Excerpts of pointing data:
++++++

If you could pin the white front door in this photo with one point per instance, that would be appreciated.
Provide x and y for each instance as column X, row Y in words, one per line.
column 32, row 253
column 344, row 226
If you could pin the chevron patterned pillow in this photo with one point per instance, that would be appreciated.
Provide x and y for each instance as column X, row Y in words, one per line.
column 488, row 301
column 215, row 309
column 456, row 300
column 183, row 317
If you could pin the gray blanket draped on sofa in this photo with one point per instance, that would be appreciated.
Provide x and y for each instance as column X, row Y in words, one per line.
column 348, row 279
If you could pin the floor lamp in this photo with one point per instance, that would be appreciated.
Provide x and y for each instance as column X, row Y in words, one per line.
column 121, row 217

++++++

> _Exercise prompt_
Rewrite all the rows above, swapping "instance" for "item" wherever it occurs and leaving everything else untouched.

> _Finished exercise_
If you could pin the white front door in this photo with one point per item, that would be appreciated.
Provide x and y for each item as column X, row Y in words, one per line.
column 32, row 253
column 344, row 226
If you could pin the chevron patterned pillow in this photo with one point per item, that would be appreciated.
Provide x and y for each item as column X, row Y in words, one per line.
column 488, row 301
column 215, row 309
column 456, row 300
column 183, row 317
If you could pin the gray blanket draped on sofa in this photo with one point per item, that would be appreciated.
Provide x and y for each item as column X, row Y in words, one per line.
column 348, row 279
If you could pin the floor lamp in this photo with one point per item, that would be appreciated.
Provide x and y for each item as column X, row Y in words, one per line.
column 121, row 217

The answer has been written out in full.